### Stored data

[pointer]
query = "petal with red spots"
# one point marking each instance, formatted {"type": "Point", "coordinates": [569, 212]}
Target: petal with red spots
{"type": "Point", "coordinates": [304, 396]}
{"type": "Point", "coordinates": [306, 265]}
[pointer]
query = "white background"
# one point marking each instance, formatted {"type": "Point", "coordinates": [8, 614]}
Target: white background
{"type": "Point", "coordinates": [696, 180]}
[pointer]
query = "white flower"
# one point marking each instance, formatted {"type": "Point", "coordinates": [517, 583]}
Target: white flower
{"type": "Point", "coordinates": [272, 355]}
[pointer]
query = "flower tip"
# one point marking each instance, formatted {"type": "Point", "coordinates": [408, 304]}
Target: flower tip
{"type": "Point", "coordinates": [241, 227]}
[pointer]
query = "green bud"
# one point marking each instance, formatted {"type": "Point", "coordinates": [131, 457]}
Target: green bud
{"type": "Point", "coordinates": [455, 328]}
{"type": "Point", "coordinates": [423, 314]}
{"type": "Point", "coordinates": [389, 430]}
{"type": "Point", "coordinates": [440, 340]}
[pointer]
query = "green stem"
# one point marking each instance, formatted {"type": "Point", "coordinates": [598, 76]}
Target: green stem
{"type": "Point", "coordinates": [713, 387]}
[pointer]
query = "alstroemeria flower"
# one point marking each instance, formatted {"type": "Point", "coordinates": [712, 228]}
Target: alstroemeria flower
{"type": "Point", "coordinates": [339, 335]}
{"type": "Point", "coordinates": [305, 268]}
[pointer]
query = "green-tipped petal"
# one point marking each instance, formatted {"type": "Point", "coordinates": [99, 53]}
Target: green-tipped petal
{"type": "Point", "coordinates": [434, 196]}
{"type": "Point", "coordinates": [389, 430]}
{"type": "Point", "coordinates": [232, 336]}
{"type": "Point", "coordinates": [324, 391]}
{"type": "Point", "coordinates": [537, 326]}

######

= What to produce =
Show me every line of the entries above that holds "marking".

= Your response =
# one point marking each instance, formatted {"type": "Point", "coordinates": [569, 212]}
# one point marking each instance, formatted {"type": "Point", "coordinates": [8, 614]}
# one point marking each instance, formatted {"type": "Point", "coordinates": [517, 583]}
# one point marking each instance, formatted {"type": "Point", "coordinates": [408, 304]}
# one point marking each instance, formatted {"type": "Point", "coordinates": [131, 457]}
# one point marking each instance, formatted {"type": "Point", "coordinates": [598, 76]}
# one point marking each instance, formatted {"type": "Point", "coordinates": [712, 228]}
# one point marking each instance, formatted {"type": "Point", "coordinates": [99, 53]}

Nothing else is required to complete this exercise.